Starting at the line below that contains "Place one keypoint per instance of the sliding", print each line through the end of the records exactly as it appears.

[Point labeling dataset excerpts]
□ □ □ □ □ □ □

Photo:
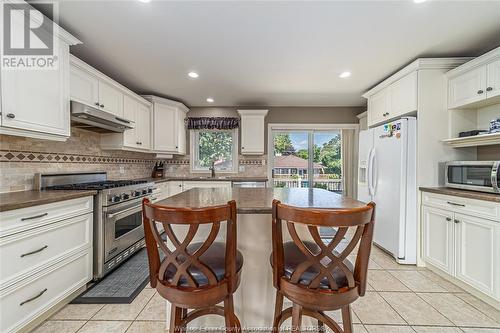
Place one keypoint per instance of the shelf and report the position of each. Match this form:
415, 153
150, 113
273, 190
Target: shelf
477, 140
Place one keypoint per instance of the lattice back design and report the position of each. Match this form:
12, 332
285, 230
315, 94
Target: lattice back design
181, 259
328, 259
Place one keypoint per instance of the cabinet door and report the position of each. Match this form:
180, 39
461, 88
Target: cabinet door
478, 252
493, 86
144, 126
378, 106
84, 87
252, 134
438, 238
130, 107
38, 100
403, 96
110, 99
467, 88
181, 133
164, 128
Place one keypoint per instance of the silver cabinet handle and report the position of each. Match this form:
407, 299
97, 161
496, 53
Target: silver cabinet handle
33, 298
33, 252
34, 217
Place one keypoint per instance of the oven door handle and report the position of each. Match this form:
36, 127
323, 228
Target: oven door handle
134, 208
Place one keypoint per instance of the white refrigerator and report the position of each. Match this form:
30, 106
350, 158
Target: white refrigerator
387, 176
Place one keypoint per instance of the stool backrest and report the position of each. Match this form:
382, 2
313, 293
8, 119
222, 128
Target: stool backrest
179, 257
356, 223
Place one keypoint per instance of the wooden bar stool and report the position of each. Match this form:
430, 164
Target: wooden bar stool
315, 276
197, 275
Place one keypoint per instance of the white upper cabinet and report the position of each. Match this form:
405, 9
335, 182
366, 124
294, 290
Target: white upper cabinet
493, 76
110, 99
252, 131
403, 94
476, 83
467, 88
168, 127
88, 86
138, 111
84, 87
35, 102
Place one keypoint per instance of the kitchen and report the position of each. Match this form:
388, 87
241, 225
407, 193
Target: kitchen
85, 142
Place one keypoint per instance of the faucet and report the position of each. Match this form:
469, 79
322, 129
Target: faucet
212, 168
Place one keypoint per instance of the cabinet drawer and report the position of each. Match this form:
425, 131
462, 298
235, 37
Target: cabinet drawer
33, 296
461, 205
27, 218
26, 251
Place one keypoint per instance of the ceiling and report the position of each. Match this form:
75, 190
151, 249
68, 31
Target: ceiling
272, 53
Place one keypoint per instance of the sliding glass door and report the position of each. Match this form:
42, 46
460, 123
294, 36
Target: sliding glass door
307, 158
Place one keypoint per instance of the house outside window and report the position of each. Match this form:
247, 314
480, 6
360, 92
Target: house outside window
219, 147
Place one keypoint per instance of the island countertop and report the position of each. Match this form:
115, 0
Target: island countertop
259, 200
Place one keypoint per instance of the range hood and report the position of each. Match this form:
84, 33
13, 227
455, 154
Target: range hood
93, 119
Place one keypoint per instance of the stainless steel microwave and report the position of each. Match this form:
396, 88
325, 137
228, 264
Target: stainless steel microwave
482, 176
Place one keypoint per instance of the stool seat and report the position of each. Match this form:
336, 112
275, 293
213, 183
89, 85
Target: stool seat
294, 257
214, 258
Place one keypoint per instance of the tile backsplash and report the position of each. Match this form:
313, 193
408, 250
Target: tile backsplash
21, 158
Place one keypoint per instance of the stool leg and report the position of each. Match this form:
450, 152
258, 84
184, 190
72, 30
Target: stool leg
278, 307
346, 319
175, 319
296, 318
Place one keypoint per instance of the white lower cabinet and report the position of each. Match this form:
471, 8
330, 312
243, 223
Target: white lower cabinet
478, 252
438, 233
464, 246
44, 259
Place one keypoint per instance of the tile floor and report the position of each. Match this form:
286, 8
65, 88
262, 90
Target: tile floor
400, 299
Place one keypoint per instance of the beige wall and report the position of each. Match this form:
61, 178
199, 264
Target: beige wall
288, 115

□ □ □ □ □ □ □

[Reply]
Place one keypoint per instance of the sliding glass door and report the position of each. Match this form:
42, 46
460, 123
294, 36
Target: sliding glass door
307, 158
Place one keypoint per instance of the house outside window and report the position of each. Match this form:
247, 314
480, 6
360, 92
Target: house outside window
219, 147
Place one keypoint per instance of the island countertop and report the position of each. Match this form:
115, 0
Target: island countertop
259, 200
Place one keypoint per instance of the range hood and report the position of each. Match this form:
84, 33
13, 227
455, 154
Target: range hood
93, 119
Place one keypoint per instance of the stainless steel microwave and report the position of each. Match this form:
396, 88
325, 137
228, 264
Target: stainless steel microwave
482, 176
Place one keypoint per instance of the stool seat and report the position of each. Match this form:
336, 112
275, 293
213, 183
89, 85
Target: stool seat
294, 257
214, 258
Place one keypoint per instance of the tile backsplash and report the position of each. Match this form:
313, 193
408, 250
Target: tile backsplash
21, 158
Place one keypoint per instance of the stool leg and report the position of each. Match this form:
450, 152
258, 84
184, 190
72, 30
Target: stool leg
278, 307
346, 319
175, 319
296, 318
Place one keypoint per instance of the white lower cabinet and report the position of each. Match this form:
471, 8
330, 312
243, 223
Target: white lower cabinet
478, 252
438, 233
464, 246
44, 259
Place one keypoint per instance of the tile floor and report the position of each. Match this form:
286, 8
65, 88
262, 90
Target: tile floor
400, 299
Place one keypoint per instance of the beige wall and report the position of each. Match this form:
61, 178
199, 264
Target: beige wall
288, 115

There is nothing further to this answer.